TASK REQUIREMENTS -
**A.** According to the passage on text models and command line tools, what is a common and simple model of text?
**B.** Resume the passage on text models and command line tools, continuing on from its last sentence.

TEXT PASSAGE -
........

What are bags of words?

A common and simple model of text is the bag-of-words model.

What else is there beside bags-of-words models?

Can you create an ad hoc model of text for your research?

Yes, we did it in the example above about emails.
But there are caveats that we will explore later.

Your computer and tools

Command Line Utilities

Text data usually is large data. For quick tasks such as glimpsing at the structure of your dataset or searching patters in the text it is much more efficient to use command line utilities.

Feeling intimidated by the command line is normal. Using command line is not so much different from using R: you type your commands and the output is printed out on your screen. When you know what you want do to, it is trivial to learn what you have to type. The benefit of learning at least a bit of command line workflow is speed and conviniece. This knowledge will enable you to understand better code written by other and to come up with creative solutions for varios task.

........

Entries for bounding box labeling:
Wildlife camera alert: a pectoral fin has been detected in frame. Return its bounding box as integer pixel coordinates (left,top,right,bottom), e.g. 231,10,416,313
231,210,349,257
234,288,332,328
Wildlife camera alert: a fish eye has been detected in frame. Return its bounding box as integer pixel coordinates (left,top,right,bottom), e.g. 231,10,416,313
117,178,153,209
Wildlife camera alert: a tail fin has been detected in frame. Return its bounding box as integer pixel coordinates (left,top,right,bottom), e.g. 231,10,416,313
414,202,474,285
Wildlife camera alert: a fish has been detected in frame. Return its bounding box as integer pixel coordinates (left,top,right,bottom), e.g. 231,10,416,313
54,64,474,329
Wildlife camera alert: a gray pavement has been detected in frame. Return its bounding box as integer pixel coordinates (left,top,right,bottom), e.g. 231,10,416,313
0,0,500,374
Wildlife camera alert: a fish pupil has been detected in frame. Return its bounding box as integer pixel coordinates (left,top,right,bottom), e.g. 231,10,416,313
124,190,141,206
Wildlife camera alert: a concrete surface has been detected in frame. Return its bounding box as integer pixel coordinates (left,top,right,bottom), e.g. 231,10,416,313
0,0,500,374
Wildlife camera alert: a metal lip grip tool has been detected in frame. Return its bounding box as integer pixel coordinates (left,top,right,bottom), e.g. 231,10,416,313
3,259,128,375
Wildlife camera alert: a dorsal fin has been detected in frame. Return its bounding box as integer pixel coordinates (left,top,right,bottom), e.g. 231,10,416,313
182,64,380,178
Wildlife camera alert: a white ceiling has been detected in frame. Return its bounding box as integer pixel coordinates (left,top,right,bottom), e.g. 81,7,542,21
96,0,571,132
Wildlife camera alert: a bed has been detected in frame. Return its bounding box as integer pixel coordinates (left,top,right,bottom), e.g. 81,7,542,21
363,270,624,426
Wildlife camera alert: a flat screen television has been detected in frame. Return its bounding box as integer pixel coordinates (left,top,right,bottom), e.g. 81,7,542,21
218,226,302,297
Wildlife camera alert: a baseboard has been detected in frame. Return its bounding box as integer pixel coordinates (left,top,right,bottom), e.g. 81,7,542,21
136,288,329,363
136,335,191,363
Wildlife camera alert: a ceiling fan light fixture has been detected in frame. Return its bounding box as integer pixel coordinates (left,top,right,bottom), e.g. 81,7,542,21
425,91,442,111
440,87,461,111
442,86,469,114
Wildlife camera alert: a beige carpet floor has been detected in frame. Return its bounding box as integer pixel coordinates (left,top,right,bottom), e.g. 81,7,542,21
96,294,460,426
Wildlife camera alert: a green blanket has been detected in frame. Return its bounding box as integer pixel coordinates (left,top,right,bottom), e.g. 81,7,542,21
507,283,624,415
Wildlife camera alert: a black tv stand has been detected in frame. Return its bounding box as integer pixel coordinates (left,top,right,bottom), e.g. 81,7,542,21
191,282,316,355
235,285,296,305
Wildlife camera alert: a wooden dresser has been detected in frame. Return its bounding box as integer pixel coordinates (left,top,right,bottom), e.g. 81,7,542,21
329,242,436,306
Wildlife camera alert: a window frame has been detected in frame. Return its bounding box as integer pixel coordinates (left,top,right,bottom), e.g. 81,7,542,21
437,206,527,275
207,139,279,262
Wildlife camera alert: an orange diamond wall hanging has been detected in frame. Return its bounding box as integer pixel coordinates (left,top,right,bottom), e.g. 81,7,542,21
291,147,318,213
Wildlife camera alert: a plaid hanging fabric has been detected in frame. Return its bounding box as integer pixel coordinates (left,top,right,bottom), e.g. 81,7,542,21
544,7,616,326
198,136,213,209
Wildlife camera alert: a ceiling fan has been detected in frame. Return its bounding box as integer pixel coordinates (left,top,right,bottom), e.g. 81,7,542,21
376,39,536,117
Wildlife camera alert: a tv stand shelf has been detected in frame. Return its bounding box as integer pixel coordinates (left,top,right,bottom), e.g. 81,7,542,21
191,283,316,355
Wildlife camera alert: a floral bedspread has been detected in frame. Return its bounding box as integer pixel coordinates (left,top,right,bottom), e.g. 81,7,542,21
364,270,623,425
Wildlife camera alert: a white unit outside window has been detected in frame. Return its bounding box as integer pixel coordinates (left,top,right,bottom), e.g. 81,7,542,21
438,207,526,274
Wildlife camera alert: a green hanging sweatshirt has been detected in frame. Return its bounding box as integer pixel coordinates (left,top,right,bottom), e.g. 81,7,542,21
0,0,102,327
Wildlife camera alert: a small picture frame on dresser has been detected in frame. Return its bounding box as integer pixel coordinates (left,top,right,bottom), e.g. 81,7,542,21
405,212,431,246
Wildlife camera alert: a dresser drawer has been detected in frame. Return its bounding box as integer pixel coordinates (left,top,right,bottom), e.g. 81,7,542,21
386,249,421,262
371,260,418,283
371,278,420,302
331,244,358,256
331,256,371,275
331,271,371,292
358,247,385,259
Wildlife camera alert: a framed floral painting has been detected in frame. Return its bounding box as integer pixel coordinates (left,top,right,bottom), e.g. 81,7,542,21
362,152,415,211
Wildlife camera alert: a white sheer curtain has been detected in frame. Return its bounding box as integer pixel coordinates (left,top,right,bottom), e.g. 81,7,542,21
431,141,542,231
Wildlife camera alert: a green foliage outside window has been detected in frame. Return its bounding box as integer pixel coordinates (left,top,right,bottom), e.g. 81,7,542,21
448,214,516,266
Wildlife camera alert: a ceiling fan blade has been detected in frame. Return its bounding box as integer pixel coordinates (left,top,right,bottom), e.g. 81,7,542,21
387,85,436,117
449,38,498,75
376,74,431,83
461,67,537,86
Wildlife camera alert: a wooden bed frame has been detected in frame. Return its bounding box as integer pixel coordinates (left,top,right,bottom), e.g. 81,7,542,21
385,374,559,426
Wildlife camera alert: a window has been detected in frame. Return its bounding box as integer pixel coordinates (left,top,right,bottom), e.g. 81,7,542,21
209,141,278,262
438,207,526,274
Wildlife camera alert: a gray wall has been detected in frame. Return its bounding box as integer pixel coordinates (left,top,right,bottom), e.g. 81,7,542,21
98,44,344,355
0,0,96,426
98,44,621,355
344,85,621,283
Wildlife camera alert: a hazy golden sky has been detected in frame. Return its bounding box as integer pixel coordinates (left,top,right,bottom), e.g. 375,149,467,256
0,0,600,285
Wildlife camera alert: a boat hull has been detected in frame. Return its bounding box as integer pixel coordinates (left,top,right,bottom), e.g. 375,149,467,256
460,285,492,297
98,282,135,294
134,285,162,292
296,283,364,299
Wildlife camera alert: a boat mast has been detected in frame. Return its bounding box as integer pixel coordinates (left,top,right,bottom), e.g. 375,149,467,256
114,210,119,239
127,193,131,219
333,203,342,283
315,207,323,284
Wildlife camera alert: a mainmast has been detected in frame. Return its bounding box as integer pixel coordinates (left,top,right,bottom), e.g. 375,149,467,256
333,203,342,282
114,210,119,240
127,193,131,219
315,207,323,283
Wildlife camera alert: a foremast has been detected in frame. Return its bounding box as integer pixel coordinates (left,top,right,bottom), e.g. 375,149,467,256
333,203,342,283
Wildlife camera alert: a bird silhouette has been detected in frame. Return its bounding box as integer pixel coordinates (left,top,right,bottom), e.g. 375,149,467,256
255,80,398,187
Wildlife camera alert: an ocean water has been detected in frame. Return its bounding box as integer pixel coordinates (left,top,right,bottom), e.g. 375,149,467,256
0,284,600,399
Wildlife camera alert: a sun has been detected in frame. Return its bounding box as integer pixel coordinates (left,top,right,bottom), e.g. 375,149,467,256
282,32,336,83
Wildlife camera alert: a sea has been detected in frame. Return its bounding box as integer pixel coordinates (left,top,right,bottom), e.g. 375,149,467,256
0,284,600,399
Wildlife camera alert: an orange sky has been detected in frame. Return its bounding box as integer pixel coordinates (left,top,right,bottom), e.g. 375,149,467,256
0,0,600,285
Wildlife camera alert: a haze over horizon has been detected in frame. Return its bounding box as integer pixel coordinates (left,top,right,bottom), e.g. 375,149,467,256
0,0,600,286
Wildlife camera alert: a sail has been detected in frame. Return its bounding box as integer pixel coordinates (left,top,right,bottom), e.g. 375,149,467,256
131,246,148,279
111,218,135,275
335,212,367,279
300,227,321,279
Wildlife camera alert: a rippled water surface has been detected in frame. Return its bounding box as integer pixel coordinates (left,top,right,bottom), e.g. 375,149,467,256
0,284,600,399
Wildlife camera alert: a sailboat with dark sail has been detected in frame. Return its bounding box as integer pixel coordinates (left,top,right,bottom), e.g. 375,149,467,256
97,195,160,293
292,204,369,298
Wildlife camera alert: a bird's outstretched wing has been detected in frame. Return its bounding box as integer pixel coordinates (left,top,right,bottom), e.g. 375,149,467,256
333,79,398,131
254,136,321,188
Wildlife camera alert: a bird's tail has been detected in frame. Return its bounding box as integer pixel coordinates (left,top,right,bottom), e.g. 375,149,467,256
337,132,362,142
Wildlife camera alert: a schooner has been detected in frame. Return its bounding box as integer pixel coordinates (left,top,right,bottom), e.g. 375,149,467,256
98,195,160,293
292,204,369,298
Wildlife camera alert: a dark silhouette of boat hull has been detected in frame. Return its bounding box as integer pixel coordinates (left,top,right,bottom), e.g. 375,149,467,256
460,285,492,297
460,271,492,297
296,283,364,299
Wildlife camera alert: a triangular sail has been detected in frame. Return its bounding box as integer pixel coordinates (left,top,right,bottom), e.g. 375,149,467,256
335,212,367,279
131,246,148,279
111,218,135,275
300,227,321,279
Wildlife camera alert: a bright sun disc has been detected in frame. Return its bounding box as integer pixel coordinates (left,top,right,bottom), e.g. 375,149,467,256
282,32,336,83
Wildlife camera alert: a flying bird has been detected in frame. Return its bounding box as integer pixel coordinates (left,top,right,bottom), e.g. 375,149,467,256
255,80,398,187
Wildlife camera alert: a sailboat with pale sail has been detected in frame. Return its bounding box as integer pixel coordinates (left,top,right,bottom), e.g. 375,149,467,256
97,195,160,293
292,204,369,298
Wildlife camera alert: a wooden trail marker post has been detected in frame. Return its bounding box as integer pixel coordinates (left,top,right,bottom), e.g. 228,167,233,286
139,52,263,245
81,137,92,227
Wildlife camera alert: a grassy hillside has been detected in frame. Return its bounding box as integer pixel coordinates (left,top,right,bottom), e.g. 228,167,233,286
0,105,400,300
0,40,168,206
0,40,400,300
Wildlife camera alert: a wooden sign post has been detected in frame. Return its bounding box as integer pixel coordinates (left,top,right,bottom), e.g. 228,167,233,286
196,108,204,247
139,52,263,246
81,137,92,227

........

TASK RESPONSES -
**A.** The bag-of-words model.

**B.**
I am not saying that you have to study command line utilities right now. I am saying that this is an area of knowledge that can make positive impact on your work with computational projects and communication with people from computer scince and programming backgrounds.

Windows

Cygwin allow to use Unix commad line tools on Windows machines.

MacOS

Use the standart Terminal app. A better alternative is iTerm2.
You can install tools missing on MacOs with Homebrew.

Linux

If you are using Linux, you have most of the tools already at your disposal. They are either already installed or available in your repositories.

Tools worthy of your attention

GNU Grep – match patterns of text (i.e. 'extract all years from a Wikipedia page').
- Linux Crash Course - The grep Command (YouTube)
GNU Awk – manipulate text data in tabular format.
- Linux Crash Course - awk (YouTube)
GNU Make – join together various tools and scripts into system for convenient and reproducible work.
- A blog GNU Make for Reproducible Data Analysis by Zach Jones
- Baker, P. (2020). Using GNU Make to Manage the Workflow of Data Analysis Projects. Journal of Statistical Software, 94(Code Snippet 1). https://doi.org/10.18637/jss.v094.c01
- Reproducibility with Make in the Turing Way handbook.
ripgrep – a faster implementation of GNU Grep; could be used to search for text in a multitude of file formats (including PDF!)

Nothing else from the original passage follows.